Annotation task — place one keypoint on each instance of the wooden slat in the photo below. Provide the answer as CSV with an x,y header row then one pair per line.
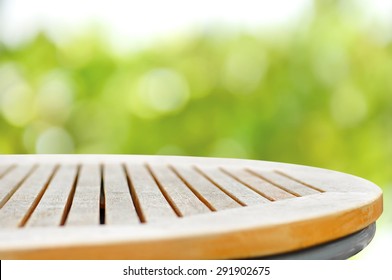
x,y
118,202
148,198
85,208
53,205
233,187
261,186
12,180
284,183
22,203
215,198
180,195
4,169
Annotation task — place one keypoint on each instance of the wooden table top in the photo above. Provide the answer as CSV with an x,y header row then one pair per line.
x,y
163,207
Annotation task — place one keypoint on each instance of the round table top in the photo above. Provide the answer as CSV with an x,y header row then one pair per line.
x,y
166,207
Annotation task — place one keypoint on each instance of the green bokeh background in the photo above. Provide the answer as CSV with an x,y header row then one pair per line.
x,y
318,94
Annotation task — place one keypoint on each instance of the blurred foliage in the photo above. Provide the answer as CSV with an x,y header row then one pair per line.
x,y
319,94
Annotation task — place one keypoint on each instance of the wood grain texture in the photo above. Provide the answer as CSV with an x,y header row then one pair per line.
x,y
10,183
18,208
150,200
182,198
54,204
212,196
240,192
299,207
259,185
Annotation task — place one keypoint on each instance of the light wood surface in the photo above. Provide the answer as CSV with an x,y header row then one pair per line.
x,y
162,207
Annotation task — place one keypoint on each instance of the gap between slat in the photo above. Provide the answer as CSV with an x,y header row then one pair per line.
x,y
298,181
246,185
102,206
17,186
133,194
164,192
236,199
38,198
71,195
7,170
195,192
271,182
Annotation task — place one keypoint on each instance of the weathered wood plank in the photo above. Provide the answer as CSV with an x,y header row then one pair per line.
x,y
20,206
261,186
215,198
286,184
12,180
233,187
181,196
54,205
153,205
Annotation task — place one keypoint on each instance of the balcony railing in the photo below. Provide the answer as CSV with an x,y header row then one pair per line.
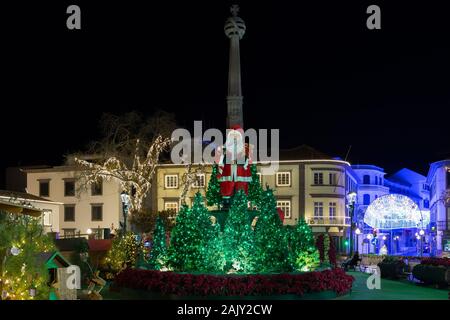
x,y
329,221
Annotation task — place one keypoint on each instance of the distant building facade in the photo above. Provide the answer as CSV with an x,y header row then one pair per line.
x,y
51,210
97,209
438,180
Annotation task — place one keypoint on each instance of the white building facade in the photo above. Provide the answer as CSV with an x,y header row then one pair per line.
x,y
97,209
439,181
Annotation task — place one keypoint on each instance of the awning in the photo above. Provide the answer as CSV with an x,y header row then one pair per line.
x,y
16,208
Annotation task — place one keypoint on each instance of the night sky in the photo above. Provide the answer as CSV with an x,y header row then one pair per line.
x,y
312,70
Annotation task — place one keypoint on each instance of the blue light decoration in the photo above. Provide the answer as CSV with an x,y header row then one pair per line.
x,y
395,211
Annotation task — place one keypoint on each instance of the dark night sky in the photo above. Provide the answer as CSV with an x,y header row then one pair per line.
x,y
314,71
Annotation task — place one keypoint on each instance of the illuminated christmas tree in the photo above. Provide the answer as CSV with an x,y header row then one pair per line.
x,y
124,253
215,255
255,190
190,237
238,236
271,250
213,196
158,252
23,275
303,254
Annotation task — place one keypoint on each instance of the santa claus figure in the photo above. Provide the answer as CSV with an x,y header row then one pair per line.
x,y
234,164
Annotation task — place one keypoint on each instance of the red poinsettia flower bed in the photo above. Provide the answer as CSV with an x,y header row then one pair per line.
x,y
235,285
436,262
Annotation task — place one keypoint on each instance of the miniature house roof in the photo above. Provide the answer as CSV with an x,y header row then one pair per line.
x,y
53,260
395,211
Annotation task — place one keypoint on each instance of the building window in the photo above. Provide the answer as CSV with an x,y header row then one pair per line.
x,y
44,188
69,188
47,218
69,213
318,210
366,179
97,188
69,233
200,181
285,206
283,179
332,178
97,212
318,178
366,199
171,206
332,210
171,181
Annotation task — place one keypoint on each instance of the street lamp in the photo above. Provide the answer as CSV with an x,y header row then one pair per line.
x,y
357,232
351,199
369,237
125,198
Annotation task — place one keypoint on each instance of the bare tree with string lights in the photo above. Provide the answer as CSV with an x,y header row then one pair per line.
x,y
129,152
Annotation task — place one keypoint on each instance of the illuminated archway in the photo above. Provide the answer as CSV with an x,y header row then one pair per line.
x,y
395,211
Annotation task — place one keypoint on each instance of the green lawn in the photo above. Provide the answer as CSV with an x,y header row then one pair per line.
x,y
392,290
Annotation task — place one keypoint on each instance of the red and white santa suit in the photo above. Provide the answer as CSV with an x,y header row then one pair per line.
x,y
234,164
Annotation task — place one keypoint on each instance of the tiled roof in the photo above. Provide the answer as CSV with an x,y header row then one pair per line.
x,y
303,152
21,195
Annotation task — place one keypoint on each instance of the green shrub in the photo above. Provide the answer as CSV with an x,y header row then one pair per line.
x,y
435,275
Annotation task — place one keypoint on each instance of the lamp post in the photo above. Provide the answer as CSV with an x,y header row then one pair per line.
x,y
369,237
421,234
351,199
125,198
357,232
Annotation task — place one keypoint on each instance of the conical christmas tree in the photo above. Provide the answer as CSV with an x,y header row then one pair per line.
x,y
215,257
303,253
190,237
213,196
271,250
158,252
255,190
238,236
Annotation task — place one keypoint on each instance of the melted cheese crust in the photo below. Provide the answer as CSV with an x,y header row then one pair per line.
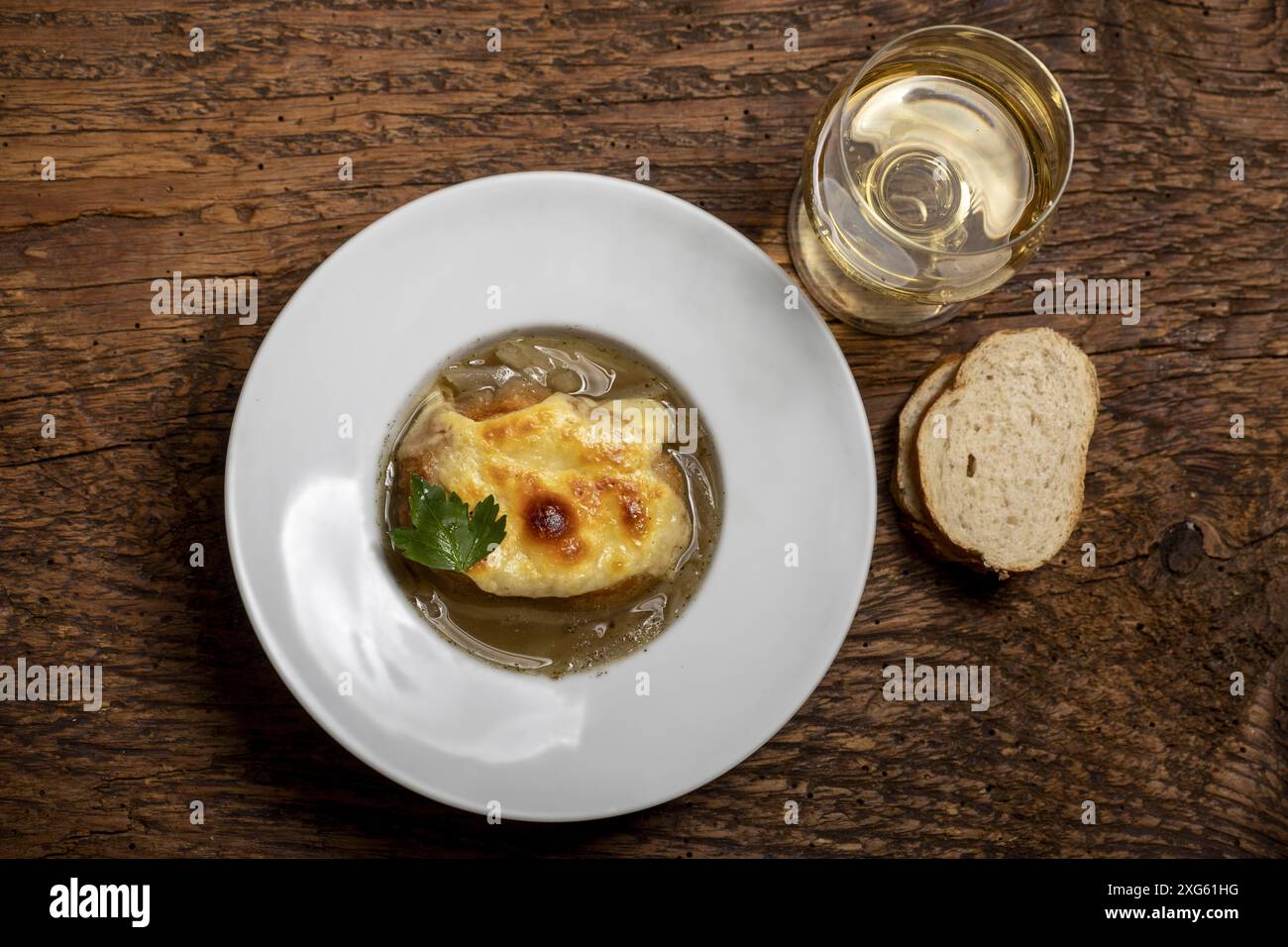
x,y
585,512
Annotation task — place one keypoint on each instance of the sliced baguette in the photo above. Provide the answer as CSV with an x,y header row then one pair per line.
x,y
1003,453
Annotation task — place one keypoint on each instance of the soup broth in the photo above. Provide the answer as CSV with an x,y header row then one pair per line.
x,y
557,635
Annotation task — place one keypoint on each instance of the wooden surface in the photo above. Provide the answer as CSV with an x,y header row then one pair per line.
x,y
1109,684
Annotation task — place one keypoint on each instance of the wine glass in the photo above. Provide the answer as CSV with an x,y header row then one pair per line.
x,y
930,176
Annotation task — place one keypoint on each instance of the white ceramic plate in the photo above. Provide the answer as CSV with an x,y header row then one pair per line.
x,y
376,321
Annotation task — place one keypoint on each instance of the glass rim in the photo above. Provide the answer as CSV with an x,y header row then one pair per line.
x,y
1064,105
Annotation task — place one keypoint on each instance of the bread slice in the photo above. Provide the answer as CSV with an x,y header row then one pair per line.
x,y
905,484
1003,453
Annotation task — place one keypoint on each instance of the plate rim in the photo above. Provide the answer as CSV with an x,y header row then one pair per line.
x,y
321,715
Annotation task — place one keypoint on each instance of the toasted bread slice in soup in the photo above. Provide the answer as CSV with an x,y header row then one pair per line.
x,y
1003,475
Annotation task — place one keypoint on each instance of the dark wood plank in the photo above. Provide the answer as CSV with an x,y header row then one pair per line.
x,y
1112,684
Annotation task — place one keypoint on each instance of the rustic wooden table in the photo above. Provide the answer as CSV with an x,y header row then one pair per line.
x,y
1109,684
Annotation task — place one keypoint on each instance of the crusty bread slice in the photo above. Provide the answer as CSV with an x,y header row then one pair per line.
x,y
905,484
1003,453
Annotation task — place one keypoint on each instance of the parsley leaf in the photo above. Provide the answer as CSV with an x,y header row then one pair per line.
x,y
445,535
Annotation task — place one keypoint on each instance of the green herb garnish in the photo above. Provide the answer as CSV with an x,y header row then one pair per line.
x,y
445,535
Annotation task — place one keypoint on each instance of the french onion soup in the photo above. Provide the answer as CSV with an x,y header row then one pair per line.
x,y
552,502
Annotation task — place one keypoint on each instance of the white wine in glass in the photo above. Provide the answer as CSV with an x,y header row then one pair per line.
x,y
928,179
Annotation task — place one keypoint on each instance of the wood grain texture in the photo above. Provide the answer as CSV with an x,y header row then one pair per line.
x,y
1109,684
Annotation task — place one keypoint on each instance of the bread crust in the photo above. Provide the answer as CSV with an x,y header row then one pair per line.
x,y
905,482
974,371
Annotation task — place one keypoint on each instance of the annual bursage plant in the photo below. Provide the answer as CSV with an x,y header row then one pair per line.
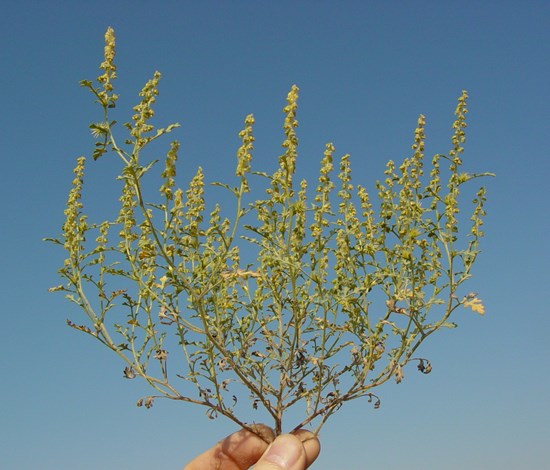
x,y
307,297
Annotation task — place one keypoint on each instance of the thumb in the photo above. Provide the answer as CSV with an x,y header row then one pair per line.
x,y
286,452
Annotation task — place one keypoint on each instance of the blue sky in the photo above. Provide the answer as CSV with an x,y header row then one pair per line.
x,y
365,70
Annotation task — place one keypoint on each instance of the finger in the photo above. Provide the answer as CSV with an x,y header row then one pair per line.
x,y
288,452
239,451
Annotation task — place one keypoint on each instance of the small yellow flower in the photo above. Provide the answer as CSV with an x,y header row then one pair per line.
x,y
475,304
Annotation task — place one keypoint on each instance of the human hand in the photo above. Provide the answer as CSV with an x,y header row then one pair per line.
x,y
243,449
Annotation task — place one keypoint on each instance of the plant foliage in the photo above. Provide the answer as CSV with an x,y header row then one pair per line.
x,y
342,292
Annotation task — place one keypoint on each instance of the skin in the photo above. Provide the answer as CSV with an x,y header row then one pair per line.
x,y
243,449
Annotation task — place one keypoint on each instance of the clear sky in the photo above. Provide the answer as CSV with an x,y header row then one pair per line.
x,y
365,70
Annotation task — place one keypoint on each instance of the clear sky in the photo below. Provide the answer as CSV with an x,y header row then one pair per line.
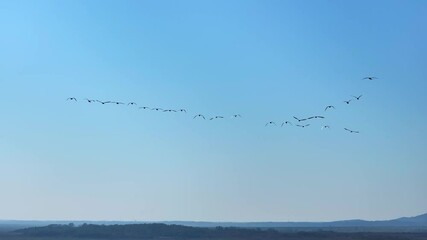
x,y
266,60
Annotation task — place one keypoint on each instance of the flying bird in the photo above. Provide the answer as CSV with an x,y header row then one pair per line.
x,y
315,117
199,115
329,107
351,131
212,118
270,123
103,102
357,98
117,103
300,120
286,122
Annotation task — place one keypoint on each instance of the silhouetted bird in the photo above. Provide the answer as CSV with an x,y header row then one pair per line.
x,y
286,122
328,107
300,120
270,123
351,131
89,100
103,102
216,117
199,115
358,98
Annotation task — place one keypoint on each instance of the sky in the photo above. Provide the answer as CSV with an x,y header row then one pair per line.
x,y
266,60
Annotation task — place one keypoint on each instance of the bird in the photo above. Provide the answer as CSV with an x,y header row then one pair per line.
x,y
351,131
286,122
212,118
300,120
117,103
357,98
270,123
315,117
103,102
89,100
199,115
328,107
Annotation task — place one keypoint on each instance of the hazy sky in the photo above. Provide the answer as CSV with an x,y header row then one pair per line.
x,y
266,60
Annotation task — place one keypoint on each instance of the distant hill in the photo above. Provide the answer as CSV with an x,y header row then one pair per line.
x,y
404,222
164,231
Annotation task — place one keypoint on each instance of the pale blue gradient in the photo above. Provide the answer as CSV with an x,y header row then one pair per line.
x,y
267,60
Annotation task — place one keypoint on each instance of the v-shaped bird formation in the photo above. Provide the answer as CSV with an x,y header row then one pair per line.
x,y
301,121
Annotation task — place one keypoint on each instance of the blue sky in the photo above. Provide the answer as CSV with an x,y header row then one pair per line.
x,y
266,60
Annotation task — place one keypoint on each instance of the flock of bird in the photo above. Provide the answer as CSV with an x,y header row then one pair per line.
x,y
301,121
━━━━━━━━━━
EXERCISE BRIEF: Copy out the lines starting at the one containing "of the pale" and ending with the last line of the entries. Include nothing else.

SOLUTION TO THIS PROBLEM:
Annotation task — place one keypoint on each instance of the pale blue gradient in the photo above. Provide the answer as CSV with an x,y header row then one pair per line.
x,y
267,60
Annotation task — place one keypoint on each instance of the v-shaped bird formation in the photo above. Provide the answer as CSV with an x,y header row then one pair per line.
x,y
301,121
Annotation task — place one keypoint on each instance of the blue sky in the photo above. Provide the answer as CSV with an x,y header row then one pair per line.
x,y
266,60
Annotation task — place one keypoint on each instance of the flock of bird in the photo above. Provide the answer as CSV with an x,y header row then one pair per line.
x,y
301,121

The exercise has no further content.